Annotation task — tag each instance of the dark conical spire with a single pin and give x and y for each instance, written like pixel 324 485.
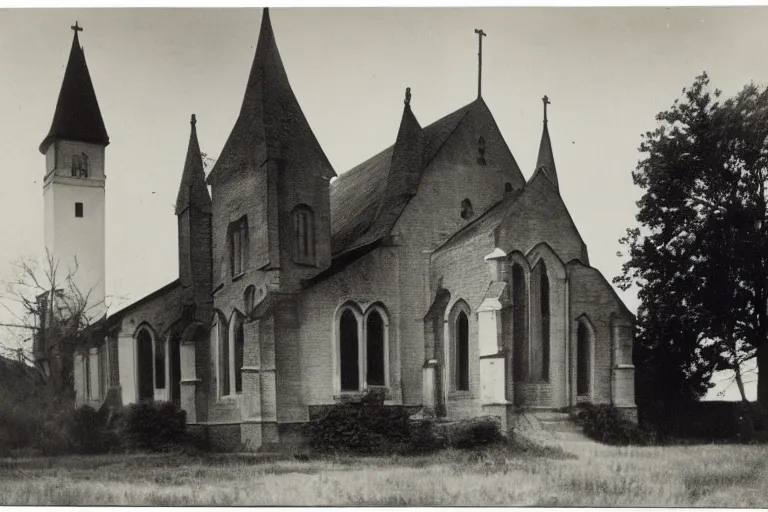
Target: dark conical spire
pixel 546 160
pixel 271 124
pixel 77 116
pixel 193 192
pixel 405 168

* * * * *

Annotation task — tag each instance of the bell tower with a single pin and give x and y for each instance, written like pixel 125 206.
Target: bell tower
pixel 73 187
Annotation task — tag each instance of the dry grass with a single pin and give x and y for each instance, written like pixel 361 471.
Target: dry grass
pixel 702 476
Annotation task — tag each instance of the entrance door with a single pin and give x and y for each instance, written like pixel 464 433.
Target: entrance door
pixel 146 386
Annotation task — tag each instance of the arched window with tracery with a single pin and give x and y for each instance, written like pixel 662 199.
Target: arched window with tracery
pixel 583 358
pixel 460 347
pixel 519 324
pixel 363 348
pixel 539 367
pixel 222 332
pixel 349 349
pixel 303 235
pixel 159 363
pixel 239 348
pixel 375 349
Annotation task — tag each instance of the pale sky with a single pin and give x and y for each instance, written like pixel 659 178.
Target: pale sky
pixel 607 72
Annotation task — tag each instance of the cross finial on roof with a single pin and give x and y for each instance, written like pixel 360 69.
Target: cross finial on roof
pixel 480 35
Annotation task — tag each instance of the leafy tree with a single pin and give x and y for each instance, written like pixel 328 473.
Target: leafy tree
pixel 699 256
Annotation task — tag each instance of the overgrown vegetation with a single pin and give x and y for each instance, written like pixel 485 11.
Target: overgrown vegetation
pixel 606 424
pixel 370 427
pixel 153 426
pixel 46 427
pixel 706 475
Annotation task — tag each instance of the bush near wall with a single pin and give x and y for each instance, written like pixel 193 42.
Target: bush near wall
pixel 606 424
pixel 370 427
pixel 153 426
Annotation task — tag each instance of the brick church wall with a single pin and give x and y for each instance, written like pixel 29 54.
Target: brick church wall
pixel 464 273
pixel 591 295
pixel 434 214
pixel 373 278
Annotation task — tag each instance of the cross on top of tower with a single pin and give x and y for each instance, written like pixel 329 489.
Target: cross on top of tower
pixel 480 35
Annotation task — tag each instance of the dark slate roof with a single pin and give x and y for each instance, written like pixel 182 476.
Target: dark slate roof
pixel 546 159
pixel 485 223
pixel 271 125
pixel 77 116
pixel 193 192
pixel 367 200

* * * * *

TASK GOAL: In the listing, starting with the line containing "Annotation task — tag each instance of the dark conical" and going on through the line containing "pixel 405 168", please swap "dark conical spire" for "pointed steeple" and give those lines again with everything else unchanged. Leave out the pictures.

FINAL ANSWER:
Annotation task — tag each instance of the pointed steeple with a single pin and give x and y for each instance, written like pixel 324 485.
Target: pointed steeple
pixel 546 160
pixel 271 124
pixel 77 116
pixel 193 192
pixel 405 168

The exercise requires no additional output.